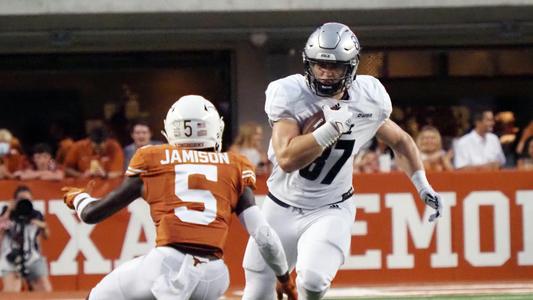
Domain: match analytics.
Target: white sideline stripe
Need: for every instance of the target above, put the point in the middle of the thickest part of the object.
(428, 290)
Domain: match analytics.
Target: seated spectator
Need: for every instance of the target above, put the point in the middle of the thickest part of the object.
(141, 136)
(62, 150)
(525, 162)
(248, 143)
(11, 157)
(429, 143)
(479, 149)
(43, 166)
(22, 248)
(96, 156)
(506, 130)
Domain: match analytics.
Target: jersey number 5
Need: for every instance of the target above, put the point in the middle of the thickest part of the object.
(185, 194)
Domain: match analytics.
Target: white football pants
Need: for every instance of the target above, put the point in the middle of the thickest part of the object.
(316, 241)
(164, 273)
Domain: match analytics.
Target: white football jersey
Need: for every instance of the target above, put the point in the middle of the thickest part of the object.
(325, 180)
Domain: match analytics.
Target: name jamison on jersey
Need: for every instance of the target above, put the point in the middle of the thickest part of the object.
(191, 156)
(192, 194)
(325, 180)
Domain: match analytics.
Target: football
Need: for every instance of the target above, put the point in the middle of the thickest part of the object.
(313, 122)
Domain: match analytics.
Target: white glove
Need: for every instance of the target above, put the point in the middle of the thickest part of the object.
(341, 118)
(433, 200)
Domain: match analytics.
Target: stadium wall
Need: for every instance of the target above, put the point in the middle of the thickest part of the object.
(485, 234)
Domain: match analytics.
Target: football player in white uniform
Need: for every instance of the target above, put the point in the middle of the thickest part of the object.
(310, 202)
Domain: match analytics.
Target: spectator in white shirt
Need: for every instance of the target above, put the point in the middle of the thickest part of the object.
(479, 149)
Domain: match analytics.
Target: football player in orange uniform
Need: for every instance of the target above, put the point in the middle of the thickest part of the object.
(192, 190)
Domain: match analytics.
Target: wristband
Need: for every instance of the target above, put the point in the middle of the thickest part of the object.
(81, 201)
(420, 181)
(284, 278)
(326, 135)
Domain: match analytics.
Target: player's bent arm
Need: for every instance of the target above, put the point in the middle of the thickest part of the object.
(96, 211)
(293, 151)
(403, 146)
(265, 237)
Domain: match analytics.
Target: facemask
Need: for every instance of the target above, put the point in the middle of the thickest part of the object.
(4, 148)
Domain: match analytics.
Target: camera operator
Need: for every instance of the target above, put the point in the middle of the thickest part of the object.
(21, 228)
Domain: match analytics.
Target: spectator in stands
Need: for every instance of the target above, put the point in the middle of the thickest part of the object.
(96, 156)
(11, 157)
(526, 134)
(525, 162)
(479, 149)
(43, 166)
(429, 142)
(506, 130)
(21, 257)
(141, 136)
(63, 149)
(249, 143)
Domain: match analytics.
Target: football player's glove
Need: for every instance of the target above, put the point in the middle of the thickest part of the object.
(433, 200)
(72, 192)
(341, 118)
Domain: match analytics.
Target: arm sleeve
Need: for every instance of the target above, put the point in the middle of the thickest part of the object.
(460, 156)
(383, 98)
(137, 164)
(247, 175)
(277, 103)
(266, 239)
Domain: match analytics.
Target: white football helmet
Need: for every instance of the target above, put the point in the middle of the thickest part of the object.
(332, 43)
(193, 122)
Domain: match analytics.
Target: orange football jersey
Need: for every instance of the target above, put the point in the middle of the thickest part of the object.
(191, 194)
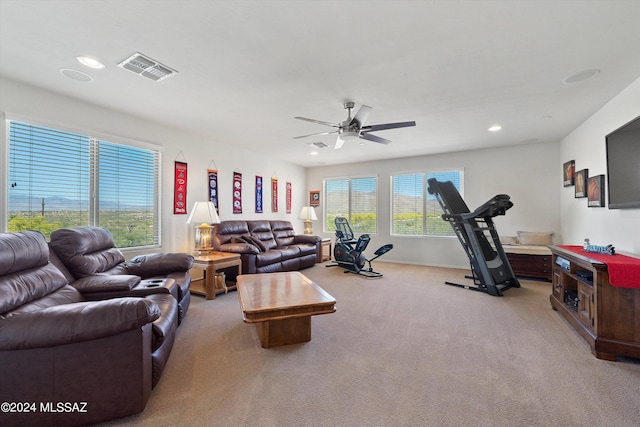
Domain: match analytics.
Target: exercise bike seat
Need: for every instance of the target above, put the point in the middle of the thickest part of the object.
(383, 250)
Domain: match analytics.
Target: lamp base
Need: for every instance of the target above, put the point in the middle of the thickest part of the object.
(307, 227)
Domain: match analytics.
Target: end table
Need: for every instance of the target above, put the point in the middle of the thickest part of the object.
(209, 264)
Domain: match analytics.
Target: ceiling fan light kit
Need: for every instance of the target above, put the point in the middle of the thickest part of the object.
(353, 128)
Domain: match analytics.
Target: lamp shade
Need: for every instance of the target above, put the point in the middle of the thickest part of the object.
(204, 213)
(308, 213)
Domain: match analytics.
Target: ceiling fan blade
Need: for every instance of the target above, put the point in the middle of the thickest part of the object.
(385, 126)
(361, 116)
(315, 134)
(317, 121)
(374, 138)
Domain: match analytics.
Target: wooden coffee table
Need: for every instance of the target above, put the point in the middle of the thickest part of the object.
(281, 306)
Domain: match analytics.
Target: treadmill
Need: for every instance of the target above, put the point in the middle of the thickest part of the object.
(491, 271)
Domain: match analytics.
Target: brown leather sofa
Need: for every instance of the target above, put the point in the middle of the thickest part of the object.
(267, 246)
(89, 251)
(65, 360)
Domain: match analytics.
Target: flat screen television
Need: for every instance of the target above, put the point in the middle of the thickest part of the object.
(623, 166)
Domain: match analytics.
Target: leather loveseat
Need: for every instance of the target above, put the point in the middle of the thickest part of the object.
(65, 360)
(267, 246)
(89, 251)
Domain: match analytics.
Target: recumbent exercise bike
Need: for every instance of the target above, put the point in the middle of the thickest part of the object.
(348, 252)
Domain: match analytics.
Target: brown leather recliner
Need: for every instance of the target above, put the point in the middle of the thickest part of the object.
(57, 348)
(267, 246)
(89, 251)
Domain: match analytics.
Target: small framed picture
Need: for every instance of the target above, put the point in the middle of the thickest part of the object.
(314, 198)
(581, 183)
(595, 191)
(568, 173)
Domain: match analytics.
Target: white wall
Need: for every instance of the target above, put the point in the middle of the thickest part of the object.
(527, 173)
(586, 145)
(37, 104)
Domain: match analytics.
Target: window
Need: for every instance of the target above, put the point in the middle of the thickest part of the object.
(65, 179)
(353, 198)
(415, 212)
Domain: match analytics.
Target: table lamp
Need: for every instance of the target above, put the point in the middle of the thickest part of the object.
(204, 214)
(308, 214)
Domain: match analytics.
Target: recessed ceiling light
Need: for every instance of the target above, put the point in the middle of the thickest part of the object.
(76, 75)
(581, 76)
(90, 62)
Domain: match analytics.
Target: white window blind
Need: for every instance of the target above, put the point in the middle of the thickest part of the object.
(353, 198)
(415, 212)
(65, 179)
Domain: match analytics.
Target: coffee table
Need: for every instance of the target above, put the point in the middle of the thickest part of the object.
(281, 306)
(209, 264)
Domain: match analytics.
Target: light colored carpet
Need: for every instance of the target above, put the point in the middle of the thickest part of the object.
(403, 350)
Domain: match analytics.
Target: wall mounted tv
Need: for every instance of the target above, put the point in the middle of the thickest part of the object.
(623, 166)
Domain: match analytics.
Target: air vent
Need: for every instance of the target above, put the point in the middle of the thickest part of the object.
(319, 144)
(146, 67)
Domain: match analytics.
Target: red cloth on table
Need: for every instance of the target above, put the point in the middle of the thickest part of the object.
(624, 271)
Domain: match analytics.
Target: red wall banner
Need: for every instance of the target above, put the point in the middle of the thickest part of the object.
(213, 188)
(237, 192)
(180, 189)
(274, 194)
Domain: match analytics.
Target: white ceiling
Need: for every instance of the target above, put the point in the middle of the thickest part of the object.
(246, 68)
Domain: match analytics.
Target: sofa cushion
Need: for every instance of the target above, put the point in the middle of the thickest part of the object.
(269, 257)
(306, 249)
(289, 252)
(88, 251)
(283, 232)
(262, 231)
(21, 251)
(27, 274)
(252, 240)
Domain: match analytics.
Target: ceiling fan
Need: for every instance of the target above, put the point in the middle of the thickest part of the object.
(353, 128)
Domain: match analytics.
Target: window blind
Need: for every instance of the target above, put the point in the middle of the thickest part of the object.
(65, 179)
(414, 211)
(354, 199)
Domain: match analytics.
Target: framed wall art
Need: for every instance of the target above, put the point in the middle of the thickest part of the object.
(314, 198)
(568, 173)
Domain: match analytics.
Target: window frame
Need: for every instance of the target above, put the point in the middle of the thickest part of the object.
(424, 174)
(95, 138)
(330, 228)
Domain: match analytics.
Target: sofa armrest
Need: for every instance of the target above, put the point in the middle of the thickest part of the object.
(114, 283)
(71, 323)
(157, 264)
(239, 248)
(307, 238)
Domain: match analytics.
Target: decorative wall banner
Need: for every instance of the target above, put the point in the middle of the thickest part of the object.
(258, 194)
(213, 188)
(581, 183)
(274, 194)
(595, 191)
(314, 198)
(237, 192)
(180, 189)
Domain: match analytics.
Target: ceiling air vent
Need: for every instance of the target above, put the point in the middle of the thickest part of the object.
(146, 67)
(319, 144)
········
Please show every line of the data above that contains the word "coffee". Case counts.

### Exercise result:
Target: wooden coffee table
Target: coffee table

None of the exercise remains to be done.